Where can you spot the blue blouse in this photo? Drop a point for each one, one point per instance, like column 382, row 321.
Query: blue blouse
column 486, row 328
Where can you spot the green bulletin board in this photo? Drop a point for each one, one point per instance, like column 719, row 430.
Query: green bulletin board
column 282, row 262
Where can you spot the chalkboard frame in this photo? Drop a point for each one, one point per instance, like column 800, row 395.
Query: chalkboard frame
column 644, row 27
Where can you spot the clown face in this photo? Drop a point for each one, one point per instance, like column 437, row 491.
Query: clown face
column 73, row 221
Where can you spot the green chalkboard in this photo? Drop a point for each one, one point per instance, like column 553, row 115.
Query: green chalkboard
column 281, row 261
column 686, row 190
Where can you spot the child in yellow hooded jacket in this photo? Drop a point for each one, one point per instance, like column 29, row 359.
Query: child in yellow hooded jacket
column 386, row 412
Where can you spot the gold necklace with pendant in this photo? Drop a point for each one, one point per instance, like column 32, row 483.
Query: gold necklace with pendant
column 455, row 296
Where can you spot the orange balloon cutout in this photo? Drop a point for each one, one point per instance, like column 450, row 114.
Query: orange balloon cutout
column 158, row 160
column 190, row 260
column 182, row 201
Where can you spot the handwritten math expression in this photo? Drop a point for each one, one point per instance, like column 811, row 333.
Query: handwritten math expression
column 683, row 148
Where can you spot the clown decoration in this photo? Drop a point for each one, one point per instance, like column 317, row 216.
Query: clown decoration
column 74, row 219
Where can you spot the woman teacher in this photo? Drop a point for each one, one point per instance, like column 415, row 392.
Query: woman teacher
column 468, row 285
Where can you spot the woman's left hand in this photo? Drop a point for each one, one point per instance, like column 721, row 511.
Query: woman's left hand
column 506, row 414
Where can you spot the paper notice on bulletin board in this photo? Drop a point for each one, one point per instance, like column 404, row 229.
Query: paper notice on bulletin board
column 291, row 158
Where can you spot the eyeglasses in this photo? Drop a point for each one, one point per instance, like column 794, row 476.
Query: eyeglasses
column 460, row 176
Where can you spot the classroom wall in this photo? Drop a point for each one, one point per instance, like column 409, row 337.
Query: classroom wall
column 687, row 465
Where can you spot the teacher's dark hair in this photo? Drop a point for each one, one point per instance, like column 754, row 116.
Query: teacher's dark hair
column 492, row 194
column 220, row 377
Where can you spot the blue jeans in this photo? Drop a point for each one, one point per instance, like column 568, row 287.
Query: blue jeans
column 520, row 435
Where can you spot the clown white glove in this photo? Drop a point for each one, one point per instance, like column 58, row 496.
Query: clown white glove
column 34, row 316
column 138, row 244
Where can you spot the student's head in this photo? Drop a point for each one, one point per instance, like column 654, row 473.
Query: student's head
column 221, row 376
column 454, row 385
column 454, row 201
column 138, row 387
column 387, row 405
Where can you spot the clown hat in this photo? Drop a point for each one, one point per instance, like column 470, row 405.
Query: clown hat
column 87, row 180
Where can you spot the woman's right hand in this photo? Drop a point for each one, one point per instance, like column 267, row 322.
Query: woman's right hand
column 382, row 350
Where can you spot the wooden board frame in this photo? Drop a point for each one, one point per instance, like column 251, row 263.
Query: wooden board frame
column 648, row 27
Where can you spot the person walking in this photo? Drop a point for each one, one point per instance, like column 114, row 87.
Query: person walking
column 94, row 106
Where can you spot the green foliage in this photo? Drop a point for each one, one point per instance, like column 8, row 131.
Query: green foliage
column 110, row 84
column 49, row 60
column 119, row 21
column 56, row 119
^^^^^^^^
> Stated task: Everything from the line that contains "Where can you spot the student's" through the end of the records must be duplicated exactly, and nothing outside that range.

> Problem solution:
Where can you spot the student's head in this photo? Drop a point for each one, one point per instance, like column 654, row 473.
Query: student's head
column 221, row 376
column 454, row 385
column 454, row 201
column 138, row 387
column 387, row 405
Where can you spot the clown hat in this photo? Drop a point for each one, one point per instance, like column 470, row 405.
Query: clown hat
column 87, row 180
Where can you spot the woman's right hand in this photo? Drop a point for each one, one point per instance, like column 267, row 322.
Query: woman's right hand
column 382, row 350
Where can you spot the wooden board frame in this photo? Drop a point for each one, one point per instance, like column 251, row 263.
Query: wooden board frame
column 648, row 27
Where can you spot the person walking in this photo? Drop a point for each one, one point per instance, like column 114, row 87.
Query: person walking
column 94, row 106
Where can you spot the green foliage in this photo? Drop a point for each one, one point per instance, like column 8, row 131.
Query: green foliage
column 110, row 84
column 49, row 60
column 119, row 21
column 56, row 119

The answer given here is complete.